> [THE EXERCISE] Report each line below that contains the word "window", copying every such line in full.
[start DATASET RECORDS]
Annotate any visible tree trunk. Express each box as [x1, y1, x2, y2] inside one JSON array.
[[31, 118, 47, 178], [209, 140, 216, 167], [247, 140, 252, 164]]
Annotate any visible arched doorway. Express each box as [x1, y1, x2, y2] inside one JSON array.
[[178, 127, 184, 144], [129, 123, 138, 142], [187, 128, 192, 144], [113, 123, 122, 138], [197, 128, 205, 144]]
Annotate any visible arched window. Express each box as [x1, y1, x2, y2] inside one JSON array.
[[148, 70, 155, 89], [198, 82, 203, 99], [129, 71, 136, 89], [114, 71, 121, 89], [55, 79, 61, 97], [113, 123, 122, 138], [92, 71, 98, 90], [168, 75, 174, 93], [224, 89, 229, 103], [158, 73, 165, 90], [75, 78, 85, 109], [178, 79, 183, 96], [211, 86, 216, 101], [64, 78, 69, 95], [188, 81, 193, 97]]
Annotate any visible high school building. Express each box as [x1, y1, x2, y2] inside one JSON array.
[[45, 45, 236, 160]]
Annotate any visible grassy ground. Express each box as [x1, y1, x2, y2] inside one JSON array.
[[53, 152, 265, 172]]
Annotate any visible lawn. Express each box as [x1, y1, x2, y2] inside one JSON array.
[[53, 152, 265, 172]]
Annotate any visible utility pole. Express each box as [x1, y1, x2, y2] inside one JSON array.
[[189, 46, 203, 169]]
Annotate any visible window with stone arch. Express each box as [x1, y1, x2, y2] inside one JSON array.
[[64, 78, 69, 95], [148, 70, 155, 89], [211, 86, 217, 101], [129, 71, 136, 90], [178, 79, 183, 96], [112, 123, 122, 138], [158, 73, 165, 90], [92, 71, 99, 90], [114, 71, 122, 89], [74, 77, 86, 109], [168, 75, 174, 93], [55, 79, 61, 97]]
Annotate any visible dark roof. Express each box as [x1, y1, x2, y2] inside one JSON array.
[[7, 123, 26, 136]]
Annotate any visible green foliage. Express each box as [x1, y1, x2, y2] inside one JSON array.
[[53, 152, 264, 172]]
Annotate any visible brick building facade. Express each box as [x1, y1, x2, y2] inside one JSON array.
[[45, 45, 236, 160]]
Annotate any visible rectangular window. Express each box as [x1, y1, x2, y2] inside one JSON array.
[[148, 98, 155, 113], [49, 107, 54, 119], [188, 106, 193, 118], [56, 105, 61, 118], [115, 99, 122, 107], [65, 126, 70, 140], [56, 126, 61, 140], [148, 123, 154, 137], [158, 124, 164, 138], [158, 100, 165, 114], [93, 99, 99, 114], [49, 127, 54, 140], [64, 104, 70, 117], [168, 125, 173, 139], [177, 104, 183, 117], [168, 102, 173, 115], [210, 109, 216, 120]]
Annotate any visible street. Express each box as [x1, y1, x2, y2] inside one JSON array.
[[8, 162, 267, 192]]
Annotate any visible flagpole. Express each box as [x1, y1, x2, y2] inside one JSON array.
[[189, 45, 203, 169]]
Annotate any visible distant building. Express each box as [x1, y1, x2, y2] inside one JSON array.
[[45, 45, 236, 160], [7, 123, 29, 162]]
[end DATASET RECORDS]
> [ANSWER FOR THE TASK]
Annotate any visible arched window. Express each box as [x1, y1, x2, y2] inside one JSON array.
Annotate any visible window with stone arch. Express each box as [x1, y1, x2, y2] inside one JSON array.
Annotate any visible rectangular window. Express each box as [x1, y1, x2, y2] inside one JSON array.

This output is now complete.